* **Obiettivo 1**:
Secondo il brano sull'euro, quale idea sulle banche centrali è andata in pezzi dopo la crisi del 2008?

* **Brano**:
-------------------------
La risposta che in genere si dà alla domanda è la seguente: la creazione dell’euro, decisa nel 1992 con il Trattato di Maastricht, sulla scia della caduta del Muro e dell’unificazione tedesca, e divenuta effettiva il 1° gennaio 2002 con la distribuzione di banconote, è soltanto la prima tappa di un lungo processo. L’unione monetaria comporta naturalmente un’unione politica, fiscale, di bilancio, vale a dire un legame sempre più stretto. Basta pazientare e non bruciare le tappe. È una risposta che corrisponde al vero, almeno in parte. Ho però l’impressione che, a forza di non voler tracciare con precisione il cammino da intraprendere, a forza di eludere continuamente il confronto sull’itinerario da percorrere, le tappe e il punto d’arrivo, si rischi talvolta di uscire di strada. Se l’Europa, nel 1992, è arrivata a creare una moneta senza Stato, non lo ha fatto solo per pragmatismo. Lo ha fatto anche perché un tale disegno istituzionale è stato concepito tra la fine degli anni ottanta e l’inizio degli anni novanta, in un momento in cui si pensava che l’unica funzione delle banche centrali fosse quella di guardar passare i treni, ossia assicurarsi che l’inflazione si mantenesse su livelli relativamente bassi. Dopo la stagflazione degli anni settanta, i governi e l’opinione pubblica si sono convinti che le banche centrali dovessero, prima di tutto, essere indipendenti dal potere politico e avere quale unico obiettivo un tasso d’inflazione ridotto. Così si è arrivati a creare una moneta senza Stato e una banca centrale senza governo. Un’idea, quella della sostanziale passività delle banche centrali, che è andata in pezzi dopo la crisi del 2008, in seguito alla quale tutti hanno riscoperto il ruolo cruciale svolto dalle banche stesse in casi di grave crisi economica, e, con esso, il carattere del tutto inadeguato dell’architettura istituzionale europea.
-------------------------
Voci per indicare oggetti nelle foto:
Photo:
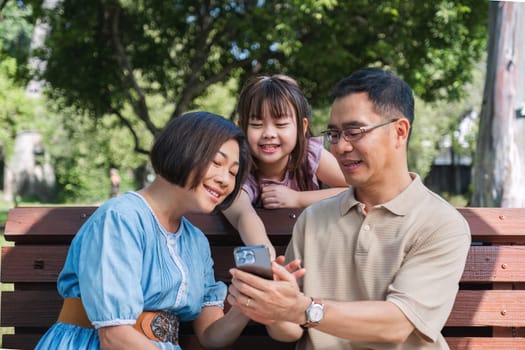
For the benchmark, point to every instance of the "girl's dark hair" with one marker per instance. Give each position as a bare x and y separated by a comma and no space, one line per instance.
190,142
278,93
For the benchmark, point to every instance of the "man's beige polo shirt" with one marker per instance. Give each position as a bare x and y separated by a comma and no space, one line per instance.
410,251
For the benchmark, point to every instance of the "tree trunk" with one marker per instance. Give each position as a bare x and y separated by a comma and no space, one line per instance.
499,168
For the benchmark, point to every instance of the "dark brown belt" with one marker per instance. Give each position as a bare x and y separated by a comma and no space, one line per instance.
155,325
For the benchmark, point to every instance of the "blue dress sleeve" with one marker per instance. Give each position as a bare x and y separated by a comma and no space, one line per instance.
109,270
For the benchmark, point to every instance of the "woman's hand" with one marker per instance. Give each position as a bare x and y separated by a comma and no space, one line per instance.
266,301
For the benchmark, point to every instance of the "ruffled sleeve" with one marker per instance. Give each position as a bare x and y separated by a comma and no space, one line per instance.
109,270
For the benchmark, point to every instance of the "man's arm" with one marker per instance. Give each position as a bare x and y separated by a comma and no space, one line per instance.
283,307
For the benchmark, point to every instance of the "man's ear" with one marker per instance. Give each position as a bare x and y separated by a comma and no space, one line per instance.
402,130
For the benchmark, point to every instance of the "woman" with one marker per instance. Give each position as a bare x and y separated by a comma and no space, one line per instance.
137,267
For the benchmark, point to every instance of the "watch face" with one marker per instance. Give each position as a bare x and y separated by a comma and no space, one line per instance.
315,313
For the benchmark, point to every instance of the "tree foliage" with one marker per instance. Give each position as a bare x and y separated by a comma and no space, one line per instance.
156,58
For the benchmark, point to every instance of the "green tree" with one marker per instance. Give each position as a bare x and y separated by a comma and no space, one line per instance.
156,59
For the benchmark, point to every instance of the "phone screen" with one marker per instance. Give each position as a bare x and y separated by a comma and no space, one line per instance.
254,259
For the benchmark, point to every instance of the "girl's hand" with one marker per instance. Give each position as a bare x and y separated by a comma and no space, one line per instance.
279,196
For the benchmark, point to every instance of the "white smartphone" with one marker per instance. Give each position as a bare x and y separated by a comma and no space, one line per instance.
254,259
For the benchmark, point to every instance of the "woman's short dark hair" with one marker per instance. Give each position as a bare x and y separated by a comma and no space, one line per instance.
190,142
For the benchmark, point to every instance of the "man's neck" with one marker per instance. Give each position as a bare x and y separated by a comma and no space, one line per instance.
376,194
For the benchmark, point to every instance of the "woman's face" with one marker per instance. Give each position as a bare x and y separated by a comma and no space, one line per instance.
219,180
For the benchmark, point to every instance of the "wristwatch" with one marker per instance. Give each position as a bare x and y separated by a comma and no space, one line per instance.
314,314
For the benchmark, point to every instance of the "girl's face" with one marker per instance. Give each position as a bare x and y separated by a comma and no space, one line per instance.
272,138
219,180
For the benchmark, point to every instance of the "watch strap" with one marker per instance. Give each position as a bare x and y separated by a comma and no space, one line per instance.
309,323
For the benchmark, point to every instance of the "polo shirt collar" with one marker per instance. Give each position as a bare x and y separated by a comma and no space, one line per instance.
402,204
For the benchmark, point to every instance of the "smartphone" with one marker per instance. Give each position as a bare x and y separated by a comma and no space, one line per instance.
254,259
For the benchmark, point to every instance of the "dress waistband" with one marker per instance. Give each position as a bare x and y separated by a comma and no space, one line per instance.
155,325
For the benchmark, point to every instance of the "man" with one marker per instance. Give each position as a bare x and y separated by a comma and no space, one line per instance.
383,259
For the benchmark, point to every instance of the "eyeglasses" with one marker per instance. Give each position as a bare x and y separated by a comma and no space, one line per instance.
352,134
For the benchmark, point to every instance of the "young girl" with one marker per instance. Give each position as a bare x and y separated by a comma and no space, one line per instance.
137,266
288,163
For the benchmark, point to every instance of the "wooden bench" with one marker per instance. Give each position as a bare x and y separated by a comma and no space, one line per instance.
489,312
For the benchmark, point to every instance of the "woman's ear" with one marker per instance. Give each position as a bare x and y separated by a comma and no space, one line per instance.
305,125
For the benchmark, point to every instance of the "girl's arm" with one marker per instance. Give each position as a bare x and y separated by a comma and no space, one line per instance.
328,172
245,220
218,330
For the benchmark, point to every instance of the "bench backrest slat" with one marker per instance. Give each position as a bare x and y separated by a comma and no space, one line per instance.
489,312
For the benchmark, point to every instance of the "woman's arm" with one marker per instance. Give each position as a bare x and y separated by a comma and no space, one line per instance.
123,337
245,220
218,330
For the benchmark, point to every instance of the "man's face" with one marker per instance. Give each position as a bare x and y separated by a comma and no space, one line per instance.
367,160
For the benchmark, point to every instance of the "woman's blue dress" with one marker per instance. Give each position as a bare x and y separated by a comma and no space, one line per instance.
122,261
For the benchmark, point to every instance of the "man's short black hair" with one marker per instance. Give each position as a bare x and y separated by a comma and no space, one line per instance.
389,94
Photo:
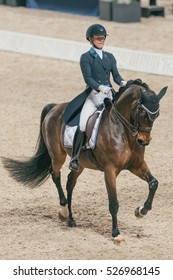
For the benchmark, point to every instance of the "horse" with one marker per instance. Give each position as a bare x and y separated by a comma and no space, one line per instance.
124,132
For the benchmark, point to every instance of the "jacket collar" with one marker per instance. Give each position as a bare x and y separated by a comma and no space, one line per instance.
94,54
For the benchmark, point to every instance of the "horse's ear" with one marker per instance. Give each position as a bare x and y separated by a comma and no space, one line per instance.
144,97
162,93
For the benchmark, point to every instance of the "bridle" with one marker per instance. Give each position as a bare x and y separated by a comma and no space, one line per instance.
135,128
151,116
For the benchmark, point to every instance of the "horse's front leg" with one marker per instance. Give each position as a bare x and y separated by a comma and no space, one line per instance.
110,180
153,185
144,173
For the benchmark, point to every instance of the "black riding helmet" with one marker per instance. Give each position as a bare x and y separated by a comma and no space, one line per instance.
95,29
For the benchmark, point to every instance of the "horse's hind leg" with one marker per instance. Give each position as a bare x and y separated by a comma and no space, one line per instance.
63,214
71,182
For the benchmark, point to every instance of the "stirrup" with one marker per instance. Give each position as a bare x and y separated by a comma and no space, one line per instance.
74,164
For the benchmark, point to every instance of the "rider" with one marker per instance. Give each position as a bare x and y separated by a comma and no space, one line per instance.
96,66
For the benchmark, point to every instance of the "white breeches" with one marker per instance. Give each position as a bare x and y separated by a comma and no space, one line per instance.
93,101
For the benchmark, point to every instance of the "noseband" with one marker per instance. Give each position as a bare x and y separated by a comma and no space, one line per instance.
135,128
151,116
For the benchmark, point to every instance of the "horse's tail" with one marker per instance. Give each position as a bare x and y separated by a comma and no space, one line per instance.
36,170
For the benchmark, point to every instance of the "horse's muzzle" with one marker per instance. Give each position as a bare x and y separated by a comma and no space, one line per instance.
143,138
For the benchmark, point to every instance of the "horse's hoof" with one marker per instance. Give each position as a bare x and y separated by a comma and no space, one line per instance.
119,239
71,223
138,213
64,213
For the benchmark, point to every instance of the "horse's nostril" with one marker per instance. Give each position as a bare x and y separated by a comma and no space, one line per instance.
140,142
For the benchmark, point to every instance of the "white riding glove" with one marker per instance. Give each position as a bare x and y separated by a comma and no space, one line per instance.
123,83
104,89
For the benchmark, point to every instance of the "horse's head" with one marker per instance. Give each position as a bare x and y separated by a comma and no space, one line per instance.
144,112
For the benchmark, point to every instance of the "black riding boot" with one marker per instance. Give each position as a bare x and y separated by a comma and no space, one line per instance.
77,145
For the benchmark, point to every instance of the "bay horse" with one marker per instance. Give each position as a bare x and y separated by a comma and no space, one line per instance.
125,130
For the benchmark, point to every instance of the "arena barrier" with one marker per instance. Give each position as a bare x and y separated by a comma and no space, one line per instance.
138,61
-------------------------
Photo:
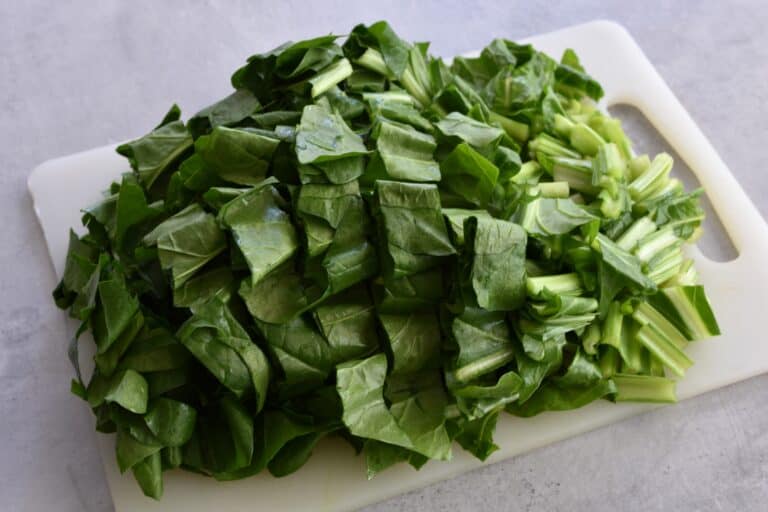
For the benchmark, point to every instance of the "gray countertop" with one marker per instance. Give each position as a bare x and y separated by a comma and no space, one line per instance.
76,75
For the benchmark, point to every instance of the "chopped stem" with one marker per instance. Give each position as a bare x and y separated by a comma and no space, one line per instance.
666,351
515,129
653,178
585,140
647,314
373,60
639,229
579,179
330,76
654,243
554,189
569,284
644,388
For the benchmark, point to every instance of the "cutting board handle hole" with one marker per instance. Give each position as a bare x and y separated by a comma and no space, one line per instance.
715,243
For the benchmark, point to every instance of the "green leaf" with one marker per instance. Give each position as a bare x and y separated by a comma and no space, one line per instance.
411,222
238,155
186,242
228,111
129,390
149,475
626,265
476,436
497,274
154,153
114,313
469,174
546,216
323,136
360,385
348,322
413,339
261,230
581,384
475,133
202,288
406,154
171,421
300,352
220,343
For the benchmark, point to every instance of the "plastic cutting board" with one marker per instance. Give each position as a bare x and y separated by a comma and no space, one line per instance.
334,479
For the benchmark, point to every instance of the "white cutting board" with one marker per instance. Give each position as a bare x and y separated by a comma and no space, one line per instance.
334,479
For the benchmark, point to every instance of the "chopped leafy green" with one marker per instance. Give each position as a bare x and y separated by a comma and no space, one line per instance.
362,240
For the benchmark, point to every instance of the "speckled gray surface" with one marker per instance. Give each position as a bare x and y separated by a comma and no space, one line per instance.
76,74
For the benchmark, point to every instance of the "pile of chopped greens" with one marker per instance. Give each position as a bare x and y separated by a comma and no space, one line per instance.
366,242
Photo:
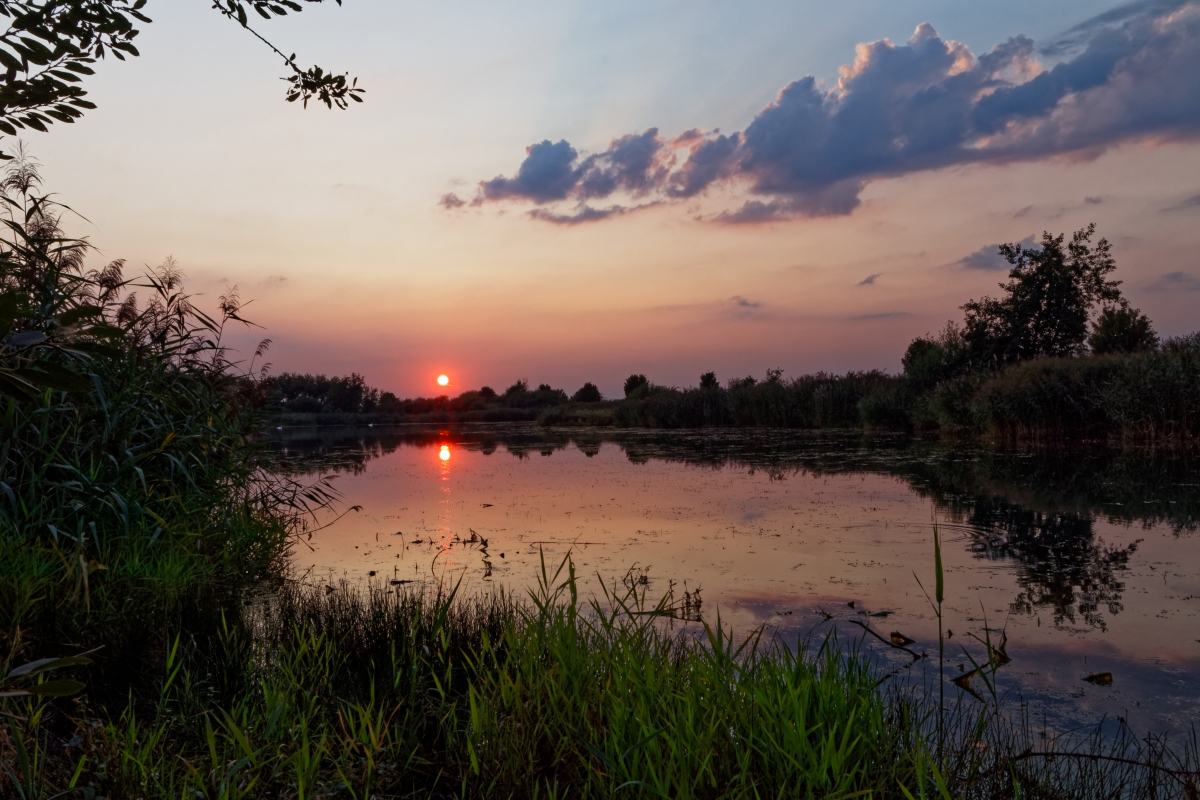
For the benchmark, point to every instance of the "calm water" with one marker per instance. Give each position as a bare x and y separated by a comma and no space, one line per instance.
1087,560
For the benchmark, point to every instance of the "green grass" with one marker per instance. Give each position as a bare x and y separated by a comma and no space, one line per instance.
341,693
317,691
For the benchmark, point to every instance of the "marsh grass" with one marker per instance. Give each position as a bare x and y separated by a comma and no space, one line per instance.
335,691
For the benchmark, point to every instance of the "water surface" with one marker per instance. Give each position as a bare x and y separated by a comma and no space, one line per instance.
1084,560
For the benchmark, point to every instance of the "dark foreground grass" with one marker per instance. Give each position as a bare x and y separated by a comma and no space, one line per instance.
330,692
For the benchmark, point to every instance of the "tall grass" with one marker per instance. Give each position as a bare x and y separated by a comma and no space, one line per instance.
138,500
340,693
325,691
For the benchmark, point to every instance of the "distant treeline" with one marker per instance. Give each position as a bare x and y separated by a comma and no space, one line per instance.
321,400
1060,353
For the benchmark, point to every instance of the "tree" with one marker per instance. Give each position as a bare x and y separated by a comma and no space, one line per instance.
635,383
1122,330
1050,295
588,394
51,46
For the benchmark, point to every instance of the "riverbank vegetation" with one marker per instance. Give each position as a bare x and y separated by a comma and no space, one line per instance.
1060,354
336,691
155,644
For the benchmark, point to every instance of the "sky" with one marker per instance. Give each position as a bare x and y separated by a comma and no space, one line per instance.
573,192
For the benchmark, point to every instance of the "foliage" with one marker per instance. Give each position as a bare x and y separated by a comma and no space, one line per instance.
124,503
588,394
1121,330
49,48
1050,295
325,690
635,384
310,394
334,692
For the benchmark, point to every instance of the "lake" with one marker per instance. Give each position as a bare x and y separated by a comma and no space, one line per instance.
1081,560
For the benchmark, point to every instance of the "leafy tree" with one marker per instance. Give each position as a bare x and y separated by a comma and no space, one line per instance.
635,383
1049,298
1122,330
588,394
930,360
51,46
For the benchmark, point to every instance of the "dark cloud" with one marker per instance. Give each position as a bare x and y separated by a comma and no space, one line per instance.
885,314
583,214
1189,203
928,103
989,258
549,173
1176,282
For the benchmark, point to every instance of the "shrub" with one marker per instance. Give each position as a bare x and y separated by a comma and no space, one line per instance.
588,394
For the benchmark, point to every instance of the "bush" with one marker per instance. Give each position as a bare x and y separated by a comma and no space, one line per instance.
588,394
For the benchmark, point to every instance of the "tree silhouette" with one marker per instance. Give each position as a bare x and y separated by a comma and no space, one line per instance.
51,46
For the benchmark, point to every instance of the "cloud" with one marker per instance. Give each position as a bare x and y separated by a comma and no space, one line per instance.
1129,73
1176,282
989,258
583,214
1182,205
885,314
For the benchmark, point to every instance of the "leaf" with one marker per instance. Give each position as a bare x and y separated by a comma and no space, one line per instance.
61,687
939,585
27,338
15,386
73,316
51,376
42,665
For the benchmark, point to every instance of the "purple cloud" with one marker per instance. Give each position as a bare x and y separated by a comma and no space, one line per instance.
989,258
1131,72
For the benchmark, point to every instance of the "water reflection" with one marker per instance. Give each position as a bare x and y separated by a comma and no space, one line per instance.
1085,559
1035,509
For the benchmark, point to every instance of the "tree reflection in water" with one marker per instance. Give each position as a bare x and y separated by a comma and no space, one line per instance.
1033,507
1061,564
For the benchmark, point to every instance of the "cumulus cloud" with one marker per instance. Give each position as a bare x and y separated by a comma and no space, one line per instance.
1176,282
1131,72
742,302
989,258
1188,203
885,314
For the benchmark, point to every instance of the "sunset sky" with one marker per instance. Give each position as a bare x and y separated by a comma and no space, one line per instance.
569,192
-------------------------
* **Obiettivo 2**:
Riporta tutte le righe delle voci qui sopra in cui compare la parola "shirt", facendo attenzione a maiuscole e minuscole.

* **Soluzione scritta 1**:
L'idea della sostanziale passività delle banche centrali.

* **Soluzione scritta 2**:
For the benchmark, point to every instance of the "man's beige polo shirt" with one marker per instance. Give each position as a bare x and y separated by a comma and no space, one line per instance.
For the benchmark, point to every instance of the "polo shirt collar" with one marker per instance. Give each position as a bare x and y separated by a comma and no space, one line per instance.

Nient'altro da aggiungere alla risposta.